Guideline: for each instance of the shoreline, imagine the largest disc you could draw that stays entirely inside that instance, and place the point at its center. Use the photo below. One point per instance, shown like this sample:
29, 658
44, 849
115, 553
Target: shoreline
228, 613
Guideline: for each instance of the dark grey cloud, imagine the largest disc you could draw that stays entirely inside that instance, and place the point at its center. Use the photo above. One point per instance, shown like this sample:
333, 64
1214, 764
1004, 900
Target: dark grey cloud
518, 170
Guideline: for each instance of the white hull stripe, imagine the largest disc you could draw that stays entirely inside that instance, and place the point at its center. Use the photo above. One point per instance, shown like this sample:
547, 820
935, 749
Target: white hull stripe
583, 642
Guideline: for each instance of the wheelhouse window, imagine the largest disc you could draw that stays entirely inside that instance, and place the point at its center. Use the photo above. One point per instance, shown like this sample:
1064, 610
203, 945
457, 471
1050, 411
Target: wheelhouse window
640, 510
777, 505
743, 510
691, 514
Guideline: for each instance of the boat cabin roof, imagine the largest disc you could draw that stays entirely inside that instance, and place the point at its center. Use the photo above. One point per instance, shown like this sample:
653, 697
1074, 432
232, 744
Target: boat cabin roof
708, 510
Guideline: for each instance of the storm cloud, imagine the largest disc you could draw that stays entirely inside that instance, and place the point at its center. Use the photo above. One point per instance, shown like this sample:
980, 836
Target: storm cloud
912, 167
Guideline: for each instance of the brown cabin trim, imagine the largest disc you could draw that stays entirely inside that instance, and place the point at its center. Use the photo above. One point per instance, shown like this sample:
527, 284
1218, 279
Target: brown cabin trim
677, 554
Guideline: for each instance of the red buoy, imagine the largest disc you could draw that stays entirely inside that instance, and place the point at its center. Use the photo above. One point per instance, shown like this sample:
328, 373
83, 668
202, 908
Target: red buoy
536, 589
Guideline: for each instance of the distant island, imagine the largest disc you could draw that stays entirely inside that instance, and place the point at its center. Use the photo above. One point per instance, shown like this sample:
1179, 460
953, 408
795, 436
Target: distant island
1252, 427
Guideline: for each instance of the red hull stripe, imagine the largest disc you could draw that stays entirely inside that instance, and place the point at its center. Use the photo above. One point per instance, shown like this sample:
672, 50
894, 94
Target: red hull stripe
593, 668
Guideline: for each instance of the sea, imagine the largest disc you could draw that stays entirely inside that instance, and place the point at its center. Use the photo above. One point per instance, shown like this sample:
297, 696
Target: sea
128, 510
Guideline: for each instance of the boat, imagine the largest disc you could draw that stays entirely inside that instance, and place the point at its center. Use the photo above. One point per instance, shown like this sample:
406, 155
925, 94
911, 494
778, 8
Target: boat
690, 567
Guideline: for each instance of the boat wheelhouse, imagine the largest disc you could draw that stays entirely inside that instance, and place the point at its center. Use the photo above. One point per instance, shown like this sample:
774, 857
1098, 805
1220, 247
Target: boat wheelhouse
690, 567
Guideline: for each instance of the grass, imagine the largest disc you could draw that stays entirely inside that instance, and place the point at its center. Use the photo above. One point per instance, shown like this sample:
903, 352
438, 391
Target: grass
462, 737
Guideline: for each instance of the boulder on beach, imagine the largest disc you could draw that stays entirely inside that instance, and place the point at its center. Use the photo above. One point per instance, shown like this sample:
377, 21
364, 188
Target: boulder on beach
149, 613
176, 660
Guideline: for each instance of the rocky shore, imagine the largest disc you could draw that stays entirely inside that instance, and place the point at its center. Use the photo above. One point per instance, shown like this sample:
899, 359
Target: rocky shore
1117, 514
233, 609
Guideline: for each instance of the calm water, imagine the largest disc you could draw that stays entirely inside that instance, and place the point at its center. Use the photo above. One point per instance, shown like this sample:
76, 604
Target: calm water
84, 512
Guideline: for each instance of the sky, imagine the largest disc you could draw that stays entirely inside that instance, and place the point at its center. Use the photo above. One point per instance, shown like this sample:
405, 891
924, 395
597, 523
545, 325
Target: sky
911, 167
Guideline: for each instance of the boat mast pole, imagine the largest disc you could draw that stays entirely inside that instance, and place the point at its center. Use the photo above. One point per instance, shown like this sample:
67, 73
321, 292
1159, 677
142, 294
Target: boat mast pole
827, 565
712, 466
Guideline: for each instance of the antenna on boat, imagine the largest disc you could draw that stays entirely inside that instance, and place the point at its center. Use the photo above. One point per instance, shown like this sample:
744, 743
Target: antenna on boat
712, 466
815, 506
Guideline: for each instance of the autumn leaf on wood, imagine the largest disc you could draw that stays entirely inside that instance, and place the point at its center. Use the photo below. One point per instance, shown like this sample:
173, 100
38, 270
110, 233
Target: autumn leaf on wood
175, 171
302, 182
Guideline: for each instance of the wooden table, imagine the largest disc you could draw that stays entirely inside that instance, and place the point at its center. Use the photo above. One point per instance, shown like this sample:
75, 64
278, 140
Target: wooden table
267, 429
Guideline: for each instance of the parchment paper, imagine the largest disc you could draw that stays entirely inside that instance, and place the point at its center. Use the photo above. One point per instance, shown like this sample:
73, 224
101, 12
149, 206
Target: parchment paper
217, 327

# YOUR ASSIGNMENT:
Transcribe the records above in full, exactly as they stand.

# ANSWER FOR THIS EXERCISE:
Guideline: for each instance of the shoreline, imagine the largest disc you could draw that stays entirely inside that instance, and place the point at its center. Use the photo below. One point per instance, shown like this sample:
29, 658
44, 849
115, 553
Target: shoreline
228, 613
Guideline: for each instance of the dark grey cloud, imagine the largest disc you could draw that stays entirely inside that instance, and place the point at its center. Use the photo above. One point per instance, shown like this sample:
333, 64
1214, 764
1004, 900
Target: dark grey cloud
518, 170
Guideline: for each instance of the white hull stripe, imagine the largest disc you could draw that stays entirely inside that instance, and place the point at its center. Use the photo above. One point per instance, shown like this sample:
547, 820
935, 749
Target: white hull stripe
583, 642
Guideline: for each instance of the wheelhouse window, imagine the largest disc you could draw that stays entirely inside that instance, and place the point at its center. Use the photo above. One point per instance, shown like this sample:
1064, 610
203, 945
457, 471
1050, 411
Target: wheelhouse window
640, 510
777, 505
743, 510
691, 514
Guideline: for each instance of the boat cabin roof, imagine the largest disc you could draw that stays entirely inside that instance, and place the point at its center. Use the photo above. One point per instance, shown like this sample:
653, 697
1074, 432
232, 744
Target: boat cabin roof
708, 510
Guideline: for each instance of the storm cloud, imagine the largest disc you could draw that stays entirely inside that instance, and place the point at its center. Use the photo above. One point per instance, shown like this sample:
980, 836
Target: storm cloud
912, 167
Guideline: for each instance of the brown cabin trim, imagine the largest disc you could draw that stays entirely inside that instance, and place the point at its center. Use the photo above. One point per instance, shown like this sample:
527, 284
1218, 279
Target: brown cabin trim
677, 554
Guideline: for each instance of the red buoy, imagine the largest disc you could draw that stays entirely inside that instance, and place the point at its center. Use the photo above. One point per instance, shown like this sample:
328, 373
83, 668
202, 908
Target: red buoy
536, 589
Guideline: for each instance of the distant island, imagine the largest disc you could draw that stays entirely inside that instance, and place the point at its center. Use the photo above. One point per instance, shown like this sample:
1179, 460
953, 408
795, 436
Target: distant island
1252, 427
Guideline: for each instance of the red hull stripe, imagine the largest disc you could draw that stays entirely inside that instance, and place the point at its center. Use the photo above. One point per instance, shown like this sample:
672, 50
894, 94
Target: red hull stripe
593, 668
Guideline: for each instance of the sea, imagine the largest disc you could draw that stays entirely inside that instance, and place the point at its center. Use the photo above. One point per instance, shown like this sample:
297, 696
Target: sea
128, 510
Guideline: for each instance of the boat, imagine the largest disc you could draw that stays entirely inside that instance, and place the point at its center. Use the photo above. One point per instance, shown like this sample:
406, 155
925, 94
911, 494
778, 8
Target: boat
690, 567
Guideline: for each instance of the boat wheelhouse, imagine the largest disc you could draw that stays entirely inside that instance, and place the point at its center. Use the photo above. One point per instance, shown like this sample:
774, 857
1098, 805
1220, 247
Target: boat wheelhouse
690, 567
Guideline: for each instance of the grass, imagine the largest disc you could draw that stays entirely inside that instance, and place the point at its center. Use the photo above. One point per instance, shown like this sample:
903, 352
438, 391
Target: grass
462, 737
Guideline: for each instance of the boulder on beach, imagine the largest disc you could draw that stays entirely inside that instance, and place the point at its center. Use the photo above. One point per instance, shown like this sample:
377, 21
364, 188
Target: boulder on beach
149, 613
176, 660
Guideline: for each instance of the rocky shore, imagine the largest disc you could draw that stays entirely inside that instance, and place the point at its center. Use the photo above. One point per instance, shown like this sample:
899, 359
Target: rocky shore
1117, 514
233, 609
Guideline: for each instance of the calm water, imagine the largest disc you could draw that stays entirely inside that instance, and place the point at its center. Use the photo above. One point per instance, shown like this sample:
76, 604
Target: calm water
84, 512
Guideline: for each instance of the sky, imagine the largest disc you could draw that stays entirely inside that instance, and place the point at its center. Use the photo above. One point per instance, shown like this sample:
405, 891
924, 395
597, 523
545, 325
Target: sky
911, 167
Guideline: for each instance of the boat mast pole, imagine the largest disc you could draw that stays entirely inside that instance, and place the point at its center. Use the photo above. One point per instance, shown like this sample:
67, 73
321, 292
1159, 677
142, 294
Target: boat mast pole
827, 565
712, 466
Guideline: for each instance of the antenna on boat, imagine the largest disc you could draw that stays entirely inside that instance, and place the point at its center. Use the photo above. One point per instance, shown like this sample:
744, 743
Target: antenna on boat
712, 466
815, 506
Guideline: for each instance of the autumn leaf on wood, imagine the largest disc you could draw that stays entirely inside that instance, and place the point at its center. Use the photo below. One point per instance, shown like this sample:
173, 100
38, 270
110, 233
Target: autumn leaf on wood
175, 171
302, 182
Guideline: for each instance of the wooden table, imagine the largest disc you could draw that stays entirely inside that instance, and place the point at its center. Use the photo above. One point per instance, shown like this sample:
75, 64
278, 140
Target: wooden table
267, 429
Guideline: for each instance of the parchment paper, imagine the largest disc you could draw that stays entirely inside that instance, and place the point at its center. Use the photo above. One point per instance, shown like this sample:
73, 224
101, 12
149, 206
Target: parchment paper
217, 327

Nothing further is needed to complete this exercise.